** Short exercise **
Reproduce the forum reply on random 3DES keys word for word, starting with "Furthermore, there is" and going on through "to disable it.".

* START Excerpted passage *

How to generate/try random keys for 3des?
#4
I see no reason to use rand () here. That would only make sense if you know the seed (as explained in my previous post). Otherwise it would just slow everything down by a lot.
Furthermore, there is no GPU implementation for hashcat for rand ().

No, mask attack is not sequential by default. It uses markov, use --markov-disable to disable it.

I also do not see why you think that a random number generator could not generate a key with 2 or more identical bytes one after the other. If it is really random, the sequence of 2+ identical bytes is perfectly reasonable (even though the amount of keys with a sequence of 2 identical bytes one after the other isn't that high compared to the overall number of keys, the keys that have 2+ identical bytes can't be ignored).

You can only use a filter like this if you know that the key with which the ciphertext was encrypted really had that limitation/filter i.e. that no more than 2+ bytes are the same.

BTW, maskprocessor has an option to limit the number of same bytes next to each other:
Code:
-q,  --seq-max=NUM         Maximum number of multiple sequential characters

But you can see that whenever you use a filter like this e.g.:
Code:
mp64 -q 2 [mask] | hashcat -w 4 -m 14100 -a 0 hash.txt
that the speed might drop significantely, especially for fast hashes.

Therefore my question is: do you know that the key was generated with a filter/limitation like "no key can contain 2 identical bytes next to each other". If not, it doesn't make sense to limit it like this.

* END Excerpted passage *
* START Extracted entries *

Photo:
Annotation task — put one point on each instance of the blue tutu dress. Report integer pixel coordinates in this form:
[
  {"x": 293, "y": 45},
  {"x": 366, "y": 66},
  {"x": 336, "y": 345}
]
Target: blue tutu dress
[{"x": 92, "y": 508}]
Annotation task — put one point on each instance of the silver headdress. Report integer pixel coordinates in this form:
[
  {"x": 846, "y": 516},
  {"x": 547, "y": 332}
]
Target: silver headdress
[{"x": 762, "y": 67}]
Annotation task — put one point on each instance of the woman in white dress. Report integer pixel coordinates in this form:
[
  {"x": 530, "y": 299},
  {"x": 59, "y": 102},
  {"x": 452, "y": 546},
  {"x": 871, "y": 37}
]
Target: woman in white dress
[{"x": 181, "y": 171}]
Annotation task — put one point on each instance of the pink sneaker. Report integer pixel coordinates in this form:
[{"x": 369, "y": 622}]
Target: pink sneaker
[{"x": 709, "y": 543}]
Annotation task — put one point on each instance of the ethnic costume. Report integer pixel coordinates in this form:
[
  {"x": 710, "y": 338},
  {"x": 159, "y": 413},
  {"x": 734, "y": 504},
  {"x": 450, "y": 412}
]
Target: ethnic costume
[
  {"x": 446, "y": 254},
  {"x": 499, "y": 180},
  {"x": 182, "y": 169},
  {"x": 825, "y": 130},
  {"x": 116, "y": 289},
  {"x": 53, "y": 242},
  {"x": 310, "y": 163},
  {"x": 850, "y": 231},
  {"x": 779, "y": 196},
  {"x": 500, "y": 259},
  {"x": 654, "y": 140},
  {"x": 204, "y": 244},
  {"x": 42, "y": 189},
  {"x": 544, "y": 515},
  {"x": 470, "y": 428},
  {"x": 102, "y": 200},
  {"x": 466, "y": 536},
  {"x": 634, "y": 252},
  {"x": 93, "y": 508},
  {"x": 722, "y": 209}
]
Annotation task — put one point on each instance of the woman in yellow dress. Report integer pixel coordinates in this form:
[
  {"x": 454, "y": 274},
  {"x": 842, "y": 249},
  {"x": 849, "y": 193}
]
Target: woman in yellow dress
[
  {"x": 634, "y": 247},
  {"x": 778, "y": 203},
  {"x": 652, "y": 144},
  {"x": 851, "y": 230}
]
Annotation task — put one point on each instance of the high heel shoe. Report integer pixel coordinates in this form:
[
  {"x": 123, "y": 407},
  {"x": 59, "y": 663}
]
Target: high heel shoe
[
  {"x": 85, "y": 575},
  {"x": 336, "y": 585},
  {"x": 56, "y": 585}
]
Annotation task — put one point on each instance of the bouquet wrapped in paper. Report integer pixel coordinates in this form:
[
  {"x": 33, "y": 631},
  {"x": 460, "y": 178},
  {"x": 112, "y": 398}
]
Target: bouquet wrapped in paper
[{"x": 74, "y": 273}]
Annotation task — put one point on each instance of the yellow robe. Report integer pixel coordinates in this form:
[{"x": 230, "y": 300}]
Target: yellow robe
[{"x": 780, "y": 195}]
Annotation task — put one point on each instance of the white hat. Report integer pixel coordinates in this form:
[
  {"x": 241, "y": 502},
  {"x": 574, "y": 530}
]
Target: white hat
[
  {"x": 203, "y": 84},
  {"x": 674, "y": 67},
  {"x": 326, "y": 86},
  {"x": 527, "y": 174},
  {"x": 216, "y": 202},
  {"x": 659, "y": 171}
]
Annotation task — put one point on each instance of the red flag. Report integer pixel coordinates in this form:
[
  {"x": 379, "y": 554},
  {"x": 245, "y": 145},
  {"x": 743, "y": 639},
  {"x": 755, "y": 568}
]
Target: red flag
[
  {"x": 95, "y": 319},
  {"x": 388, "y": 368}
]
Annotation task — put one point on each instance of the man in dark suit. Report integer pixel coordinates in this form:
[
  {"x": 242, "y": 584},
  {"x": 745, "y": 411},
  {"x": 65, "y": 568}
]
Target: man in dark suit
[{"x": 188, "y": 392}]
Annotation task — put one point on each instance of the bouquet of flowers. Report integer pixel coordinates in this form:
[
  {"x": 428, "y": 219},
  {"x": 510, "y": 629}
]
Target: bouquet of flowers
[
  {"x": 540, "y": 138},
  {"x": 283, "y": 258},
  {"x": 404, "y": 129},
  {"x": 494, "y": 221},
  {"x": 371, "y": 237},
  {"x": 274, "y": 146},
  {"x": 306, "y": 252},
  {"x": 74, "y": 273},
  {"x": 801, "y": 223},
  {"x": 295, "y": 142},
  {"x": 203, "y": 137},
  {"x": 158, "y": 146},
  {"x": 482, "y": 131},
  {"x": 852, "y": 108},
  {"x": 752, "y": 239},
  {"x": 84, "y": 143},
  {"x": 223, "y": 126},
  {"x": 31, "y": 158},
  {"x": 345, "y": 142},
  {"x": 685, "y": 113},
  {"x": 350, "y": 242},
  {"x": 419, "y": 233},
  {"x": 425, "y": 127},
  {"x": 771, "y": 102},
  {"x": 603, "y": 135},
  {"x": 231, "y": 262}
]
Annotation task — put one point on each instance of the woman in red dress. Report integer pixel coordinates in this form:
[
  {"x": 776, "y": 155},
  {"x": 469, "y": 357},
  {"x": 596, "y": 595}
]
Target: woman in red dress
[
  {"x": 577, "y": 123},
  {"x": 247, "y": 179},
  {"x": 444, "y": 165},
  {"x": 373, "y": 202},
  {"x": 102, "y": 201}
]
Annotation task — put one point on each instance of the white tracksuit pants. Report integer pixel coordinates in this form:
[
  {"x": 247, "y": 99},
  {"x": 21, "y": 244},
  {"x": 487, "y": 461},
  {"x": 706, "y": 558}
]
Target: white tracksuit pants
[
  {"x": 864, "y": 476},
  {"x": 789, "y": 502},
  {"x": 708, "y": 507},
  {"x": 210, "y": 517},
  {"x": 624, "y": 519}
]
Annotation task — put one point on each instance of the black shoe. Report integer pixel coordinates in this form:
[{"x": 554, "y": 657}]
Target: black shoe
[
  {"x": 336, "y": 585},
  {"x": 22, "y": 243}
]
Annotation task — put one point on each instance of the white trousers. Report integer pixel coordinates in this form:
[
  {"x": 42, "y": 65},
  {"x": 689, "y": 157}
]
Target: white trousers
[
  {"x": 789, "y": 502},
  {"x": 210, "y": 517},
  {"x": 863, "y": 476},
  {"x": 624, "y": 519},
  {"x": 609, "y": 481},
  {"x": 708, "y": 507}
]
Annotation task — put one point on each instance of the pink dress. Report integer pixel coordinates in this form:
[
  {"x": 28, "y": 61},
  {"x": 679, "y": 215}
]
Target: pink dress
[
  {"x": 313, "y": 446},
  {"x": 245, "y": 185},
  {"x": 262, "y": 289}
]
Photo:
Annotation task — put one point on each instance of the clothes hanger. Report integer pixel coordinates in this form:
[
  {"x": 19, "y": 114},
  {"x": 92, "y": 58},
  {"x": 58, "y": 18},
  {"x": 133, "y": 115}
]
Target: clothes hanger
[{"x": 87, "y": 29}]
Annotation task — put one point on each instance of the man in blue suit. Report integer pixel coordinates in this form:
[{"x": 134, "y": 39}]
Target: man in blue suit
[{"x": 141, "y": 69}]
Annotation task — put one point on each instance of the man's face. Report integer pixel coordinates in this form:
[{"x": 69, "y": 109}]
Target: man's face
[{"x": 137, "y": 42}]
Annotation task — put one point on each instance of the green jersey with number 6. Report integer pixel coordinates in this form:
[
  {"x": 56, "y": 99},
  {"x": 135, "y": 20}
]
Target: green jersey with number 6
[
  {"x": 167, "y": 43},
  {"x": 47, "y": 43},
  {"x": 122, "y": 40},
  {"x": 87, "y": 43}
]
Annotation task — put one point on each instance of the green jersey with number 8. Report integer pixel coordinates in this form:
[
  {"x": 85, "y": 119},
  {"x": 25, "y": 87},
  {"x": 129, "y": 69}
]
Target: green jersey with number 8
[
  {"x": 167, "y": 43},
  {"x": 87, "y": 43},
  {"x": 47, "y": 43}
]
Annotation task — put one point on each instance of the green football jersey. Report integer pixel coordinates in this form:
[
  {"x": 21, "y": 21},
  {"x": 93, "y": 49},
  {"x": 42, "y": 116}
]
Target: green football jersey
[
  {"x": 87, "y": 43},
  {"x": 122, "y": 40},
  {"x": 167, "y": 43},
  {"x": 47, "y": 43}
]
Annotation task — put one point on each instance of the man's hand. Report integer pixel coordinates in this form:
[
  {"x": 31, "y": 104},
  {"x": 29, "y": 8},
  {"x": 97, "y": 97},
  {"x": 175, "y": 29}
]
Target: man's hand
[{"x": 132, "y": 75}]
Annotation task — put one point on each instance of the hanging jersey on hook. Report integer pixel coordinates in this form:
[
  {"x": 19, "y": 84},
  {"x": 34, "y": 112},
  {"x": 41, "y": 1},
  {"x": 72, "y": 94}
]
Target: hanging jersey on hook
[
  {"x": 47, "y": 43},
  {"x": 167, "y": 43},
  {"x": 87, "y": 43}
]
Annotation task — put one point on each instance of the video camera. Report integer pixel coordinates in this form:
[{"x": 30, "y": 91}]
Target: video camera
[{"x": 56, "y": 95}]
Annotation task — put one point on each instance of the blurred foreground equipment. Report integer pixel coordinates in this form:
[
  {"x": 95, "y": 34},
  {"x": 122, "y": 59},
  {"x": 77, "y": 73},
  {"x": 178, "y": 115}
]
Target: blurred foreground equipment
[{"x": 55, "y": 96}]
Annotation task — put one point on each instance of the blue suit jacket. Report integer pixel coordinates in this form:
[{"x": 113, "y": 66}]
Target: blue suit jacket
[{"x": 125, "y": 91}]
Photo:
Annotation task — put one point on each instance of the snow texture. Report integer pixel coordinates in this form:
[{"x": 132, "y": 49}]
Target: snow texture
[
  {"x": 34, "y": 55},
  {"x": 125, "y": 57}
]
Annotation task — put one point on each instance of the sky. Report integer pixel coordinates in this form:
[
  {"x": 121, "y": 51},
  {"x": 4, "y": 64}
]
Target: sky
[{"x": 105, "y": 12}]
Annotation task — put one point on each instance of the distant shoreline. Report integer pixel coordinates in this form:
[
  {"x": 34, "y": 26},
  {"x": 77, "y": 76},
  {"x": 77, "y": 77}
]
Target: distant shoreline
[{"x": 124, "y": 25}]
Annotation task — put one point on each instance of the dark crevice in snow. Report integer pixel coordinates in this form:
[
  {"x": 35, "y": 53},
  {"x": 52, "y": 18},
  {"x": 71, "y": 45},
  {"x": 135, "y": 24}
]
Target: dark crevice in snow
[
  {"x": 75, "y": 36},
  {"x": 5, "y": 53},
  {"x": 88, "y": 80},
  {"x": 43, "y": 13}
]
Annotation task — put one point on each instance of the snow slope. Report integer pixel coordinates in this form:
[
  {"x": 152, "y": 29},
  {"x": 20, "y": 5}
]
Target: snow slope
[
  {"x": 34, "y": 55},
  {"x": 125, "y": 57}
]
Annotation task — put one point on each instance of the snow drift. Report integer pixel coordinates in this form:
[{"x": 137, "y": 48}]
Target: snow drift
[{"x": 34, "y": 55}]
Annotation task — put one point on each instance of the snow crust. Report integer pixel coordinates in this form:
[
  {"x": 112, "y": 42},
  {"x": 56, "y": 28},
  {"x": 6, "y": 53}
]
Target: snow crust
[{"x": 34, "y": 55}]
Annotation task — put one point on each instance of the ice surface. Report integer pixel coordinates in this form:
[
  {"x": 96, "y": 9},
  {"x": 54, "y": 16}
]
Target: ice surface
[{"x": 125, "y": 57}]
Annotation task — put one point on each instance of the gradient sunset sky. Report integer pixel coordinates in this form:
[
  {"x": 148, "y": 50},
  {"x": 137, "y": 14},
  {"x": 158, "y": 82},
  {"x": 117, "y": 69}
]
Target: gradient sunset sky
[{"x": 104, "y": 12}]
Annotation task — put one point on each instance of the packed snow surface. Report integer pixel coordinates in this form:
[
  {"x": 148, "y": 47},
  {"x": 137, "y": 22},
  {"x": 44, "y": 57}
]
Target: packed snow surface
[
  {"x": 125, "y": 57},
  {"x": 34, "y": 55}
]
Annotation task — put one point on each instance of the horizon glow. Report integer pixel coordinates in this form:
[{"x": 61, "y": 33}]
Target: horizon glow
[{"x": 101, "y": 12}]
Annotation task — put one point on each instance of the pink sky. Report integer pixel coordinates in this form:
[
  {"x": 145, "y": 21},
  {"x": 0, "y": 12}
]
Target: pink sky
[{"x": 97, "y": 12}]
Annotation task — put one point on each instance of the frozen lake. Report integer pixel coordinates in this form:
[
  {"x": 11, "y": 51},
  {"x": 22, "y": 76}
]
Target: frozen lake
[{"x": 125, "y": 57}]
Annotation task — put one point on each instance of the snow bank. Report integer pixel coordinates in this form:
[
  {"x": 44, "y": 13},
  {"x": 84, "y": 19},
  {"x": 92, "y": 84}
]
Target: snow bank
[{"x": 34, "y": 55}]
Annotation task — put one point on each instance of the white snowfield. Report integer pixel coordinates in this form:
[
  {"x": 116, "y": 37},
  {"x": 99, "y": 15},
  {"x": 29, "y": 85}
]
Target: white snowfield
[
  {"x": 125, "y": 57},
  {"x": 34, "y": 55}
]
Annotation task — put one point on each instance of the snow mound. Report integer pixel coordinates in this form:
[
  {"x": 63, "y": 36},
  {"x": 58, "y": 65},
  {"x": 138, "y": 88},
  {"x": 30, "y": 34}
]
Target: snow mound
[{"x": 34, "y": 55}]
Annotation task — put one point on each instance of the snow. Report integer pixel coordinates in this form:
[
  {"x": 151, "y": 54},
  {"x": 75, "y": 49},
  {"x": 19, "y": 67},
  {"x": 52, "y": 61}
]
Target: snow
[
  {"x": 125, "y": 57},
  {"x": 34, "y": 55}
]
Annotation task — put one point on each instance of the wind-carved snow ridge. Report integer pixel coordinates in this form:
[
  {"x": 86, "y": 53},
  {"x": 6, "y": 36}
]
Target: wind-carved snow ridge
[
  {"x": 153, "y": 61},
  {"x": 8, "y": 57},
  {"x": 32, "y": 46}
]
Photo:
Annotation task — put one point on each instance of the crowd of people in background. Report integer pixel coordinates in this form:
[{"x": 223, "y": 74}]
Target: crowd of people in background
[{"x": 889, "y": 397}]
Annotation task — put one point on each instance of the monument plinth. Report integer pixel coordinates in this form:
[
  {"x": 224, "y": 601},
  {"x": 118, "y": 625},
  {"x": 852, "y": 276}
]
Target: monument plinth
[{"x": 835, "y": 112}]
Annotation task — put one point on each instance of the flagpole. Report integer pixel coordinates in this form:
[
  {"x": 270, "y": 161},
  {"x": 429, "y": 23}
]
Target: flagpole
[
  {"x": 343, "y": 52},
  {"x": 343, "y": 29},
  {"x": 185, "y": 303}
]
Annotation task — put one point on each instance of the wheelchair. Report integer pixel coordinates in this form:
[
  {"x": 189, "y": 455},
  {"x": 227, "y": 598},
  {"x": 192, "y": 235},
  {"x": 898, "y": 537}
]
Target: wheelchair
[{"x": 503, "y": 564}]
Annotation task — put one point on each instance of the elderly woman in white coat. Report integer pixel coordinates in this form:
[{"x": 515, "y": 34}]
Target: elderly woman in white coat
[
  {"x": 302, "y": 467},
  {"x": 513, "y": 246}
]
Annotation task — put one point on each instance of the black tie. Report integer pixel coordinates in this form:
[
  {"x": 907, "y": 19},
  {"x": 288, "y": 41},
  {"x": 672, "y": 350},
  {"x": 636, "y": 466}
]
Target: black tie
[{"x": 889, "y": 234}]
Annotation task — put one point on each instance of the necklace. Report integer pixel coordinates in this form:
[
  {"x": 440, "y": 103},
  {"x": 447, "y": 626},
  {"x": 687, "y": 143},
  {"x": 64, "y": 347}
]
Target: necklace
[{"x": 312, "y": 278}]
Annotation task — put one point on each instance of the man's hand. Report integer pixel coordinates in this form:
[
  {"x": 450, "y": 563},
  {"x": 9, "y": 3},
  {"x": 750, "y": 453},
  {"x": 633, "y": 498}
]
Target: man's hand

* END Extracted entries *

** Correct response **
Furthermore, there is no GPU implementation for hashcat for rand ().

No, mask attack is not sequential by default. It uses markov, use --markov-disable to disable it.